_EXERCISE DETAILS_.
Transcribe the lines below word for word, beginning at the line that contains "Would you please identify the tree canopy" and stopping after the line that contains "column 115, row 64".
- - - -
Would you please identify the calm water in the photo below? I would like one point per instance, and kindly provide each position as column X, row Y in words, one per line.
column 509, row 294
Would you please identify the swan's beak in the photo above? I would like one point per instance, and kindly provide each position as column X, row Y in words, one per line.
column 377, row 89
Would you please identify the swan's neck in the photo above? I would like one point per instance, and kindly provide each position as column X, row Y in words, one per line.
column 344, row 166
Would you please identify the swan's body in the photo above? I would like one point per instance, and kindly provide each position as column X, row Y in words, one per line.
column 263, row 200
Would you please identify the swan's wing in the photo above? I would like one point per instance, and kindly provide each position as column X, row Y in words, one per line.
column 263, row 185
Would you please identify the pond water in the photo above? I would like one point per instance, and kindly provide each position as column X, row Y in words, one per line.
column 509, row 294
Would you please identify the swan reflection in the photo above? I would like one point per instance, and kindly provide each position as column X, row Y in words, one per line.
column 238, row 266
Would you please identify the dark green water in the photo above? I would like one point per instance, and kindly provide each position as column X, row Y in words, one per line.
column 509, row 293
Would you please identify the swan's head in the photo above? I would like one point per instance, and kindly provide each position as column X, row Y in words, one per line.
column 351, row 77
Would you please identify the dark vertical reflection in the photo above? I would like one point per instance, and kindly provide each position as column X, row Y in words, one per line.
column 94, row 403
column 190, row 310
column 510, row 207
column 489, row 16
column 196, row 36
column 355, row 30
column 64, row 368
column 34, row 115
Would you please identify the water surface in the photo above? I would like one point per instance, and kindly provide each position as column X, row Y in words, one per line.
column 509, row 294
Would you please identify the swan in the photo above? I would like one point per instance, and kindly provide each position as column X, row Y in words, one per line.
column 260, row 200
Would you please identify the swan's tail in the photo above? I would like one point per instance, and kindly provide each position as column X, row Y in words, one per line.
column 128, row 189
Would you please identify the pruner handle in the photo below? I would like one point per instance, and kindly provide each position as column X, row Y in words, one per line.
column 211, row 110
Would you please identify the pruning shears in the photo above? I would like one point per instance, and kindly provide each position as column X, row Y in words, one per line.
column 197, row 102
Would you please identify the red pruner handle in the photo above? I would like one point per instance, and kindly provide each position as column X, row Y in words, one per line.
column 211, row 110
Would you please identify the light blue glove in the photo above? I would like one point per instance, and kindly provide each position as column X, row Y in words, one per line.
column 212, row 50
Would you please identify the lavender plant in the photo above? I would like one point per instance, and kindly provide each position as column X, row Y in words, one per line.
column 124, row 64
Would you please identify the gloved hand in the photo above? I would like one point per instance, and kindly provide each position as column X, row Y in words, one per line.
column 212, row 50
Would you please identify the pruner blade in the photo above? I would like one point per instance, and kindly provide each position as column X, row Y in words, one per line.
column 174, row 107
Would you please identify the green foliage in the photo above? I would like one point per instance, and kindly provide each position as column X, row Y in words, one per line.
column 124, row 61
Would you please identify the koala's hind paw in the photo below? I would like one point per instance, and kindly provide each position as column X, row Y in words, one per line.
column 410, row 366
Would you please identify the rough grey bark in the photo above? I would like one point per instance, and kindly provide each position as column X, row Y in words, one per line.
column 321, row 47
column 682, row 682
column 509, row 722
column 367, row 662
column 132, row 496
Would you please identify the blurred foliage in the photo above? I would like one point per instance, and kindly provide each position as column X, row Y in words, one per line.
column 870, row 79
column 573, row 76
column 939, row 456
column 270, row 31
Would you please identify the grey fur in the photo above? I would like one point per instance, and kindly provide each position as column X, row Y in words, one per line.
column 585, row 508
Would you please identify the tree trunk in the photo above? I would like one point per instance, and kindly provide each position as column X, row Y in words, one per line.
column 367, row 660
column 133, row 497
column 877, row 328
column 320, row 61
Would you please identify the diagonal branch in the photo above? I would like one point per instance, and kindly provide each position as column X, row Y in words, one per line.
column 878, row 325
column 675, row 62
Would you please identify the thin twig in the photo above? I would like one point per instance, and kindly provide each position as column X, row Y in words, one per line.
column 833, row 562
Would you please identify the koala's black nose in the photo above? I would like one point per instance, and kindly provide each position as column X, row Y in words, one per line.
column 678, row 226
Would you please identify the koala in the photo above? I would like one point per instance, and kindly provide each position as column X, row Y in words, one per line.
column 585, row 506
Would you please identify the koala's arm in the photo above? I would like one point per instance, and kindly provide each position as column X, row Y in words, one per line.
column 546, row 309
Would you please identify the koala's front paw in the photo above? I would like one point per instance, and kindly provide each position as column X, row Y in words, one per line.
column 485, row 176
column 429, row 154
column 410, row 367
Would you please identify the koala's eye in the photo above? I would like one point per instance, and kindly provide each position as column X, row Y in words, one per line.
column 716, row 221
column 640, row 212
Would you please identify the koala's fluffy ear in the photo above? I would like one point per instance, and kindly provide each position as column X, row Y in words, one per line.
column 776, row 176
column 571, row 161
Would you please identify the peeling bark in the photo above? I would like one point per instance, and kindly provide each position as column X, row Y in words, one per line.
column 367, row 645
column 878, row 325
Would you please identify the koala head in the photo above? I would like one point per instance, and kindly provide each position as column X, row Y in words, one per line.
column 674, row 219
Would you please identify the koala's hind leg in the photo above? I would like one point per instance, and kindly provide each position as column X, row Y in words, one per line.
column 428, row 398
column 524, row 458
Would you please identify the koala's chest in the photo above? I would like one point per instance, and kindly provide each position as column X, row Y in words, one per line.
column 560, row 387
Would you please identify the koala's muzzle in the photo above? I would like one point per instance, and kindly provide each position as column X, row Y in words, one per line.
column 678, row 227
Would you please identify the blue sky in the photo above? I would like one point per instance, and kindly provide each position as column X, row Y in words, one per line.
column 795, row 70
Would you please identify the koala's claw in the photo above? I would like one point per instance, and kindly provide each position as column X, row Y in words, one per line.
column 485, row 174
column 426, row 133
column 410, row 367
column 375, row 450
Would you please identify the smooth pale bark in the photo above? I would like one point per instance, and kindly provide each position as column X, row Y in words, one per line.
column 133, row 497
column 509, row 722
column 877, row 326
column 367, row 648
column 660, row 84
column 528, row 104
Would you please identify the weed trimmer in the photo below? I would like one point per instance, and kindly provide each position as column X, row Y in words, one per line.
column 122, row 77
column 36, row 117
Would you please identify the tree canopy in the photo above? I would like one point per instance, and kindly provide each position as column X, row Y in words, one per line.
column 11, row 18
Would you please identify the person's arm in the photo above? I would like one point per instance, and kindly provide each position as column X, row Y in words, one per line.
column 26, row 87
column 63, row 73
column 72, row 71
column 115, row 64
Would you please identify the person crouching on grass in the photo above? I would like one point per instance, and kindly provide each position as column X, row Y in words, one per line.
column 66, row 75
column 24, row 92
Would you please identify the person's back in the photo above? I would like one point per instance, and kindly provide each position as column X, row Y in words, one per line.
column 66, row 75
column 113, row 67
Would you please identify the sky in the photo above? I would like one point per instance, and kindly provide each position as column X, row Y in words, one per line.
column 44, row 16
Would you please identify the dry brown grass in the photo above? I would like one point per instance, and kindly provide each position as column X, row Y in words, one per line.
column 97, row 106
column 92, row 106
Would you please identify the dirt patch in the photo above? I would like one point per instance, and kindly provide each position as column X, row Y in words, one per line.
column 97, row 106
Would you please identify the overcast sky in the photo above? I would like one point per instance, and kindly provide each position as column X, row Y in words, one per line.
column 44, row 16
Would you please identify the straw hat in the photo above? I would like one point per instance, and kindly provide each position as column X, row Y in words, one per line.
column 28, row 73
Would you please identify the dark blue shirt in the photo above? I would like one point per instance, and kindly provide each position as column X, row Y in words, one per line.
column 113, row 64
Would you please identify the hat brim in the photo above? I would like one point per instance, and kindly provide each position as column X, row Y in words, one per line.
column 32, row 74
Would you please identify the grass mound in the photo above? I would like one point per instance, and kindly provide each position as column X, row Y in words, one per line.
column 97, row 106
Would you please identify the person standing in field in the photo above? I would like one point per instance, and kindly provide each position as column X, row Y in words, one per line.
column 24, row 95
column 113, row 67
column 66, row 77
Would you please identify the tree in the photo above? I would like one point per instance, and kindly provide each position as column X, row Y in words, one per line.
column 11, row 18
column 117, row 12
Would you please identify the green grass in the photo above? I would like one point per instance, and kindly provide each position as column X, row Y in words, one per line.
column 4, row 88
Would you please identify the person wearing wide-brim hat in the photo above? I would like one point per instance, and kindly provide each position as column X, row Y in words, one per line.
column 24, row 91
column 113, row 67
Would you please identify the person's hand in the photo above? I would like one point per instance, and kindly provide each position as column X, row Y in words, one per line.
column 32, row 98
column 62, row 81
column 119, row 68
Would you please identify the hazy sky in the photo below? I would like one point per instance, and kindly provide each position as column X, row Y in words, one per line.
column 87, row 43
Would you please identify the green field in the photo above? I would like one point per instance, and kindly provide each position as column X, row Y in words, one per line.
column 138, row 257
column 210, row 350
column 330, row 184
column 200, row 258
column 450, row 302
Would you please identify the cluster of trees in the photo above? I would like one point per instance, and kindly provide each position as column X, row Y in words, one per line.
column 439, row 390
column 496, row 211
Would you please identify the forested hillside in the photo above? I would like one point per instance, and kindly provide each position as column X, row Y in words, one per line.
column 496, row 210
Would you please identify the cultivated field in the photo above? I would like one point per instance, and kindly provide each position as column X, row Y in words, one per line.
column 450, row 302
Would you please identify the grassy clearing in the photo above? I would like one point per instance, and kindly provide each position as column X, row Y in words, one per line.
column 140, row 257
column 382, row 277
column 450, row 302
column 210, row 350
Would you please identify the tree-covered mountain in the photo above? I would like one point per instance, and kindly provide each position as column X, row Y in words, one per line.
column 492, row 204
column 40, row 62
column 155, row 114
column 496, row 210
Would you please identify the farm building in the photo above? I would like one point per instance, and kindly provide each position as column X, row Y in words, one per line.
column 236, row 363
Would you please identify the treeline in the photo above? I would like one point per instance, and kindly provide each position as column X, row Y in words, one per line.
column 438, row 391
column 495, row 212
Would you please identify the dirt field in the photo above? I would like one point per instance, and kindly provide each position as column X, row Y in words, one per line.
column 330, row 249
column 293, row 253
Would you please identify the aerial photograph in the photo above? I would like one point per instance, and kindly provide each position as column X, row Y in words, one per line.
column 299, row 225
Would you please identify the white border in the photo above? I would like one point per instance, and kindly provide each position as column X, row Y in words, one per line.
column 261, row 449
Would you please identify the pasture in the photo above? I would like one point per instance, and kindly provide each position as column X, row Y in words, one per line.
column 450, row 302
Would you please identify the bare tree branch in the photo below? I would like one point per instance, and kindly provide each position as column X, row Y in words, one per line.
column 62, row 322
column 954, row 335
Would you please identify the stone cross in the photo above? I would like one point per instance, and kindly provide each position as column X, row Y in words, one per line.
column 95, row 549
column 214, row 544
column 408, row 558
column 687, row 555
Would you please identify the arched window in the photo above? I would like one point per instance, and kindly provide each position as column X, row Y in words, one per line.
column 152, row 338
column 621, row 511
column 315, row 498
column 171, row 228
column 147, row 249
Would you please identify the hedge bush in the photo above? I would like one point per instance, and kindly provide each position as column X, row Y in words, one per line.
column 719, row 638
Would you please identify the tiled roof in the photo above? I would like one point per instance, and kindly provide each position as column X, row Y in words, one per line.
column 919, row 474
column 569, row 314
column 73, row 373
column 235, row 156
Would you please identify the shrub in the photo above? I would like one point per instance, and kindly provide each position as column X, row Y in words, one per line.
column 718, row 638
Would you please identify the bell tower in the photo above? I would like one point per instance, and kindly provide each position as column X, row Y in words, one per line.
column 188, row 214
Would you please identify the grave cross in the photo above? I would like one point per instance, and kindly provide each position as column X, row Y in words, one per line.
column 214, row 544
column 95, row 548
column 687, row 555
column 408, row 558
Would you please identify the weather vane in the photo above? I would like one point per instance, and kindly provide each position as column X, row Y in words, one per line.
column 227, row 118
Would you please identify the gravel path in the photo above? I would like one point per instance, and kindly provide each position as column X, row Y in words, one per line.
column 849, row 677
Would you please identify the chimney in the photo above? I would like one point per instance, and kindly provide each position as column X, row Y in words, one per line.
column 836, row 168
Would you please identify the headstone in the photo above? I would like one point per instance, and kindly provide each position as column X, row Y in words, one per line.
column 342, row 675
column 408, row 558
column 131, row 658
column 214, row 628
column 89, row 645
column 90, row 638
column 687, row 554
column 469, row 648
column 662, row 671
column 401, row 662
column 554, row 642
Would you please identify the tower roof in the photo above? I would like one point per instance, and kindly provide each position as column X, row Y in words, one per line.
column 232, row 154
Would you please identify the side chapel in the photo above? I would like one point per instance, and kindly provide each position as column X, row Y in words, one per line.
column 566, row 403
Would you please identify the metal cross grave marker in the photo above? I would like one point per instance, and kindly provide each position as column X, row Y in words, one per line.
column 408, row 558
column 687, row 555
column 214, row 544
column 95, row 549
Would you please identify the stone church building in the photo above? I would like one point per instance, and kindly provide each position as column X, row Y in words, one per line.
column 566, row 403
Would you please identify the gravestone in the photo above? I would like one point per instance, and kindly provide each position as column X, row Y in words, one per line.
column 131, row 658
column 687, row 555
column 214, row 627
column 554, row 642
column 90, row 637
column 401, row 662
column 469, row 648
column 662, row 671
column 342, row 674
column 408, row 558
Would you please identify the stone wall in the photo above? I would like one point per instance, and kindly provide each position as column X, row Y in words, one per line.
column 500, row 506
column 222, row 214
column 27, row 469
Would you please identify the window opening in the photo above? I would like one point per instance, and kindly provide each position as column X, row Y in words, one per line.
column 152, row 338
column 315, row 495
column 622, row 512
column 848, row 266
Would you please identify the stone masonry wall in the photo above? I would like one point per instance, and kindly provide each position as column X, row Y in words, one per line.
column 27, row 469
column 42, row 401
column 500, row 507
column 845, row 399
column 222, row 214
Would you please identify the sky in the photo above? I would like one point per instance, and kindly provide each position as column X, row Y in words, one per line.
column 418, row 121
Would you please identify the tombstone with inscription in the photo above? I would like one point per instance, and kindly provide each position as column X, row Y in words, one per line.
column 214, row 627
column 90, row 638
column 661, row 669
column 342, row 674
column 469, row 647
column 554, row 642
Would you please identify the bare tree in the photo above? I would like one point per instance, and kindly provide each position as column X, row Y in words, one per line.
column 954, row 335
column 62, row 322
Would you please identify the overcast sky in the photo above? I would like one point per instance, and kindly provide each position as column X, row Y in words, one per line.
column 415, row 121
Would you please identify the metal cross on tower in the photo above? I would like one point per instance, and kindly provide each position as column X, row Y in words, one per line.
- - - -
_WRITTEN ANSWER_.
Would you please identify the tree canopy in the photo above? I would like one point per instance, and kindly provide each position as column X, row Y in words, one per line.
column 11, row 18
Would you please identify the person's arm in the photo above? I would like one point per instance, and kindly provide each position as column X, row Y in words, one per line.
column 26, row 87
column 63, row 73
column 72, row 71
column 115, row 64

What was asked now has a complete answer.